PASSAGE GIVEN —
========

Apples or Oranges

​Are good guys mistaken? Do the “bad guy” strategy work? On the dynamics of the good guy and the bad and changing feminine attitudes to the same… 

(as observed by one fem.)

So this was spurred on by a little incident less than few hours ago (in particular) and my extended (love?!) life of little or no consequence other than inappropriate “crush-spells” (in general). You see throughout my life I’ve had a rather bland romantic existence in my otherwise non-happening life: I’ve had no out of the world chemistries, no dream dates, one failed relationship as an adolescent and interspersed periods of being that girl some new guy “has the hots for”, as a college freshman, fading into sophomore life. When you are single and have been hit on by prospective males in your region (campus) the effects are predictably (boring?!) obvious. What happens soon afterwards, is your friends start relating you to this guy, you’re at the centre of all jokes concerning him, you’re expected to act a certain way knowing that he likes you and in turn play along or approve of the fact that this person has feelings for you…as the rest of them keep bugging him with banal jokes or implied teasings. Poor chap! Whats even worse is before you know it, there comes a day when people stop asking you how YOU are after the usual ‘Hi’ but actually go so far as to ask you how “that-person-they-tag-you-to” is or “how” its supposedly “going with them?” EVEN THOUGH THEY KNOW YOU DON’T DATE !?!  Insane.

========

EXTRACTED ENTRIES —
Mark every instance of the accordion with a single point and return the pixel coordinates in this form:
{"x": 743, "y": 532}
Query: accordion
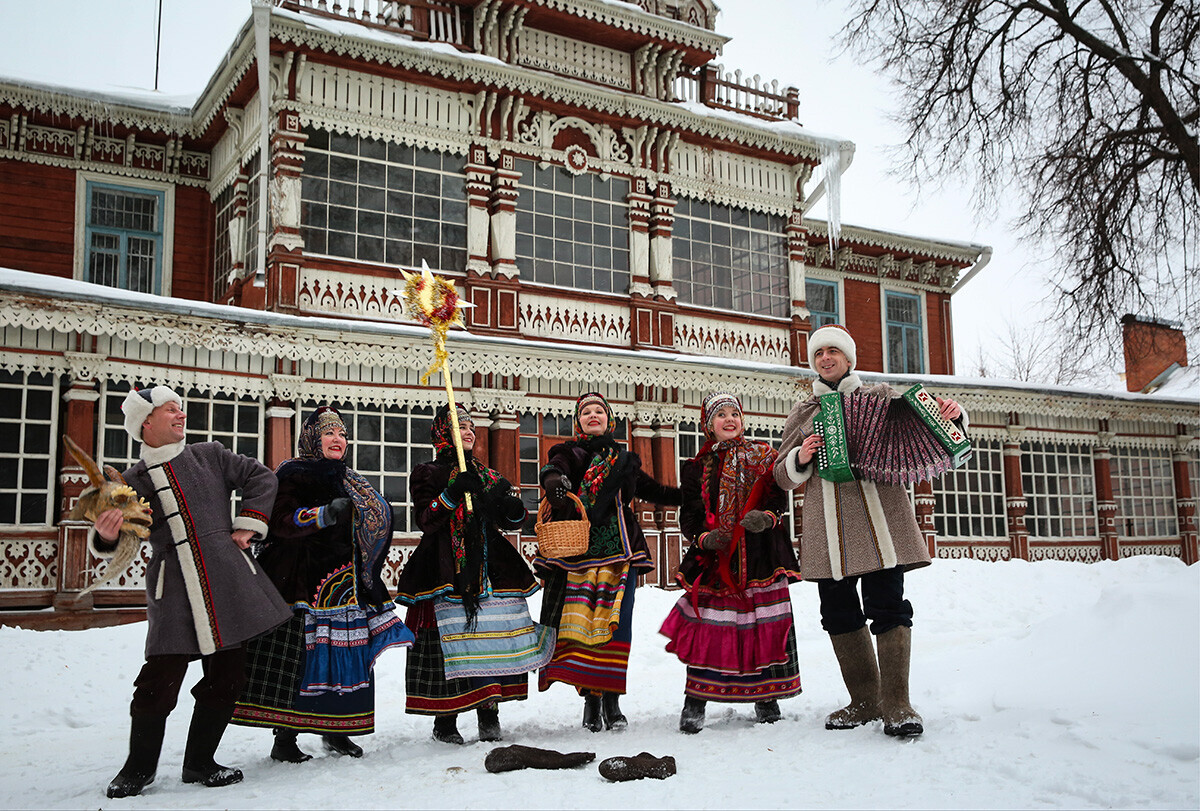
{"x": 895, "y": 440}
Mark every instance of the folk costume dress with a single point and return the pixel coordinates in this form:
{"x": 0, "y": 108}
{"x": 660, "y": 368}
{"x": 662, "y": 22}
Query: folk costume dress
{"x": 589, "y": 598}
{"x": 316, "y": 672}
{"x": 466, "y": 587}
{"x": 733, "y": 625}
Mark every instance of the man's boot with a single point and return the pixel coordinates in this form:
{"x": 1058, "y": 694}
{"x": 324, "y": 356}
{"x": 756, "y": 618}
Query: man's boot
{"x": 286, "y": 749}
{"x": 610, "y": 710}
{"x": 592, "y": 712}
{"x": 895, "y": 650}
{"x": 861, "y": 672}
{"x": 203, "y": 738}
{"x": 691, "y": 719}
{"x": 145, "y": 744}
{"x": 445, "y": 728}
{"x": 489, "y": 719}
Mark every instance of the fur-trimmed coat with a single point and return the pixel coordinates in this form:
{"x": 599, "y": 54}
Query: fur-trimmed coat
{"x": 855, "y": 527}
{"x": 203, "y": 593}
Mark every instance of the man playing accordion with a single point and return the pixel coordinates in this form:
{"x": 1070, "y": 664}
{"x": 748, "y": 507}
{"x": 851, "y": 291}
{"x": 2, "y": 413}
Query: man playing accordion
{"x": 856, "y": 532}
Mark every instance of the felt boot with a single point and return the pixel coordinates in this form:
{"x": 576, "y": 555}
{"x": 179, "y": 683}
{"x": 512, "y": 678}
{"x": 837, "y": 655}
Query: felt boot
{"x": 767, "y": 712}
{"x": 489, "y": 719}
{"x": 145, "y": 744}
{"x": 341, "y": 745}
{"x": 619, "y": 769}
{"x": 895, "y": 650}
{"x": 445, "y": 728}
{"x": 861, "y": 672}
{"x": 691, "y": 719}
{"x": 203, "y": 738}
{"x": 610, "y": 710}
{"x": 286, "y": 750}
{"x": 592, "y": 712}
{"x": 510, "y": 758}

========

TASK REQUIREMENTS —
1. Condense the paragraph of the essay that begins "So this was spurred on" into a shorter version that preserves its main facts.
2. Reproduce each line of the listing in which the string "dress" appears.

RESPONSES BY TASK —
1. This was prompted by a small incident a few hours earlier and, more generally, by a love life of little consequence beyond inappropriate "crush-spells." My romantic life has been bland: no remarkable chemistry, no dream dates, one failed relationship as an adolescent, and occasional periods as the girl some new guy "has the hots for," from college freshman year into sophomore year. When a single person is pursued by someone on campus, the effects are predictable. Friends link you to him, make you the center of jokes about him, and expect you to play along with or approve of his feelings while they tease him. Eventually people stop asking how you are and instead ask how "that person" is, or how things are "going with them," even though they know you do not date.

2.
Mark every instance of the folk costume dress with a single point and return the pixel coordinates in this form:
Query: folk costume dress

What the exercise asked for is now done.